*Stored data*.
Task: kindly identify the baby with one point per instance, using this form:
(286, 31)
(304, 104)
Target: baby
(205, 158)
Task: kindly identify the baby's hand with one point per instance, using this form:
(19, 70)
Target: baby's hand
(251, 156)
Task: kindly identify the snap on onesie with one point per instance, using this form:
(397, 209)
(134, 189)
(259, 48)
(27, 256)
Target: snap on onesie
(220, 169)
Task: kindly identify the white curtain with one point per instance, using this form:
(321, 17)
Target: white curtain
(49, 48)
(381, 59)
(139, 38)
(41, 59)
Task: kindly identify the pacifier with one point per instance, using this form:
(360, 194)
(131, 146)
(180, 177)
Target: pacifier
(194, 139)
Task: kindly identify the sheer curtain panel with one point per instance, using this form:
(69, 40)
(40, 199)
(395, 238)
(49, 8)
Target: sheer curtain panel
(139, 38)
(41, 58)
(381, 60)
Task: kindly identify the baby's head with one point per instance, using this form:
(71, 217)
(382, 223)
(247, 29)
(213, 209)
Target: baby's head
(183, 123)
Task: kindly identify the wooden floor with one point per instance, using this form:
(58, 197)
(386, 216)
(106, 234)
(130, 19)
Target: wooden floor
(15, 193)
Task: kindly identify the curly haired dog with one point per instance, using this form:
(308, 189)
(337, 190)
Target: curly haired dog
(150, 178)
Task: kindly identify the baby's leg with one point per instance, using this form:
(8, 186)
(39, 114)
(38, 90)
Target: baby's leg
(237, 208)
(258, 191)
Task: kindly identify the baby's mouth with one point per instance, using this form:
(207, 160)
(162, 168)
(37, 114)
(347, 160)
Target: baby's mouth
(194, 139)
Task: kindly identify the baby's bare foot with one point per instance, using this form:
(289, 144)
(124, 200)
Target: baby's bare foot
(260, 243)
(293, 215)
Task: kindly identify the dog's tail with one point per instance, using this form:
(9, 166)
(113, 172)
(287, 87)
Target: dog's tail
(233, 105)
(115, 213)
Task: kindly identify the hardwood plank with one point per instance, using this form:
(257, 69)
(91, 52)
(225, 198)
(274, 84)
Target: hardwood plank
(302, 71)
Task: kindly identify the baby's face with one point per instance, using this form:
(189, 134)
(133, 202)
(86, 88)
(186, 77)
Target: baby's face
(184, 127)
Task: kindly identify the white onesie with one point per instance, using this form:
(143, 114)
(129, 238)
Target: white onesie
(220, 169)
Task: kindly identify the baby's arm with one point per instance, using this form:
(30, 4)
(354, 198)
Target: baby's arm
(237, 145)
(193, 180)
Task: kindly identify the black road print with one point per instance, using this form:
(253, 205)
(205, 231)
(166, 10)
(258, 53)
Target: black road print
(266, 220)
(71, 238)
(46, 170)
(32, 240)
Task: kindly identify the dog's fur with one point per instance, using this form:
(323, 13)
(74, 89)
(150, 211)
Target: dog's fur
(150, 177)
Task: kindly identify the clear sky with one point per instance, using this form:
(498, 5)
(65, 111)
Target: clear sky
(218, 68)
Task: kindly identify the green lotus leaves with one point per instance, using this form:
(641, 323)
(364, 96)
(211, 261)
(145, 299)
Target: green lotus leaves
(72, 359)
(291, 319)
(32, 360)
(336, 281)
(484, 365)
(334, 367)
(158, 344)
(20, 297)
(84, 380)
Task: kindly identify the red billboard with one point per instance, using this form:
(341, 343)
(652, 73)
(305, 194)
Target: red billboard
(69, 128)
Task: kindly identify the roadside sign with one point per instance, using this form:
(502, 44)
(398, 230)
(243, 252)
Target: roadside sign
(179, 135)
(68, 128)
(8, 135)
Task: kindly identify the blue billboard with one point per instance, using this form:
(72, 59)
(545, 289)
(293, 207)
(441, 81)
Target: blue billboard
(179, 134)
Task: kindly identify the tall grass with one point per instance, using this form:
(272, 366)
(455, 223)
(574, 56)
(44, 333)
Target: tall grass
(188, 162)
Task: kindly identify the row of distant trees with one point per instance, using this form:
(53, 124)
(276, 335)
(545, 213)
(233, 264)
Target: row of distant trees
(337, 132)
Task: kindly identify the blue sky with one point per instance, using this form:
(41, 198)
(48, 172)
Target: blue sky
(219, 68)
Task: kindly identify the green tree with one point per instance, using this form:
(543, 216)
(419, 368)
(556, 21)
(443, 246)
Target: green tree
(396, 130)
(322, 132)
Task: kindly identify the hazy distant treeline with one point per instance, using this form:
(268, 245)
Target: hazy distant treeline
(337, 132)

*What needs to be done*. Reproduce the whole listing so that each line matches the original exactly.

*Answer space*.
Task: kindly identify the baby with one point per instance, using this form:
(286, 31)
(304, 104)
Target: baby
(205, 158)
Task: kindly identify the baby's hand with one point per instance, using this form:
(19, 70)
Target: baby's hand
(251, 156)
Task: kindly identify the snap on onesie with one point per instance, using this form:
(397, 209)
(134, 189)
(259, 48)
(27, 256)
Target: snap on onesie
(220, 169)
Task: kindly identify the white curtain with one point per instance, using this form:
(321, 17)
Target: white curtain
(49, 48)
(381, 59)
(139, 38)
(41, 59)
Task: kindly identify the pacifier with one point per instance, using this form:
(360, 194)
(131, 146)
(180, 177)
Target: pacifier
(194, 139)
Task: kindly identify the sheer curtain panel with one point per instance, using this form:
(69, 40)
(40, 199)
(395, 238)
(49, 8)
Target: sheer curtain panel
(139, 38)
(41, 58)
(381, 60)
Task: kindly identify the baby's head with one point per instance, using this form:
(71, 217)
(382, 223)
(247, 29)
(213, 209)
Target: baby's head
(183, 123)
Task: kindly identify the wooden floor with one point per instance, using this form:
(58, 197)
(386, 216)
(106, 234)
(130, 19)
Target: wooden floor
(15, 193)
Task: kindly identify the curly haired dog with one point per instance, using this form:
(308, 189)
(337, 190)
Target: curly haired dog
(150, 178)
Task: kindly identify the baby's leg with one point per instance, using this form:
(8, 186)
(39, 114)
(38, 90)
Target: baby's leg
(237, 208)
(258, 191)
Task: kindly identify the baby's mouth with one point per instance, using this form:
(207, 160)
(162, 168)
(37, 114)
(347, 160)
Target: baby's mouth
(194, 139)
Task: kindly identify the baby's bare foot with one point per instance, using this form:
(289, 144)
(124, 200)
Target: baby's bare foot
(260, 243)
(293, 215)
Task: kindly identify the dog's tail with one point per instance, using this form:
(9, 166)
(113, 172)
(287, 87)
Target: dog's tail
(233, 105)
(115, 213)
Task: kindly identify the hardwood plank with one point per instance, using this form:
(257, 69)
(91, 52)
(225, 198)
(274, 84)
Target: hardwood plank
(302, 71)
Task: kindly identify the baby's face with one point per instance, using this form:
(189, 134)
(133, 202)
(86, 88)
(186, 77)
Target: baby's face
(184, 127)
Task: kindly identify the white onesie with one point per instance, using this form:
(143, 114)
(129, 238)
Target: white onesie
(220, 169)
Task: kindly identify the baby's arm with one point per instance, using this form:
(30, 4)
(354, 198)
Target: baby's arm
(237, 145)
(193, 180)
Task: kindly identify the black road print with one point per instance, using this form:
(253, 205)
(205, 231)
(166, 10)
(258, 53)
Target: black road print
(266, 220)
(71, 238)
(46, 170)
(32, 240)
Task: kindly identify the dog's fur with one point per instance, using this form:
(323, 13)
(74, 89)
(150, 211)
Target: dog's fur
(150, 177)
Task: kindly identify the clear sky with one point per instance, using this form:
(498, 5)
(65, 111)
Target: clear sky
(218, 68)
Task: kindly identify the green lotus leaves with one point per instance, using this form:
(641, 323)
(364, 96)
(211, 261)
(145, 299)
Target: green lotus leaves
(72, 359)
(291, 319)
(32, 360)
(336, 281)
(484, 365)
(334, 367)
(158, 344)
(20, 297)
(84, 380)
Task: kindly identify the red billboard with one point per instance, using this form:
(341, 343)
(652, 73)
(305, 194)
Target: red billboard
(69, 128)
Task: kindly identify the roadside sign with one point per instance, using this form:
(502, 44)
(398, 230)
(243, 252)
Target: roadside sign
(179, 135)
(68, 128)
(8, 135)
Task: kindly identify the blue billboard with one point per instance, using this form:
(72, 59)
(545, 289)
(293, 207)
(441, 81)
Target: blue billboard
(179, 134)
Task: kindly identify the tall grass with one point per instance, using this form:
(272, 366)
(455, 223)
(574, 56)
(44, 333)
Target: tall grass
(188, 162)
Task: kindly identify the row of distant trees with one point per instance, using this form:
(53, 124)
(276, 335)
(545, 213)
(233, 264)
Target: row of distant trees
(337, 132)
Task: kindly identify the blue sky with one point per instance, using this form:
(41, 198)
(48, 172)
Target: blue sky
(219, 68)
Task: kindly identify the green tree with one point per instance, using this form:
(543, 216)
(419, 368)
(556, 21)
(443, 246)
Target: green tree
(396, 130)
(322, 132)
Task: kindly identify the hazy distant treeline with one point per instance, using this form:
(268, 245)
Target: hazy distant treeline
(337, 132)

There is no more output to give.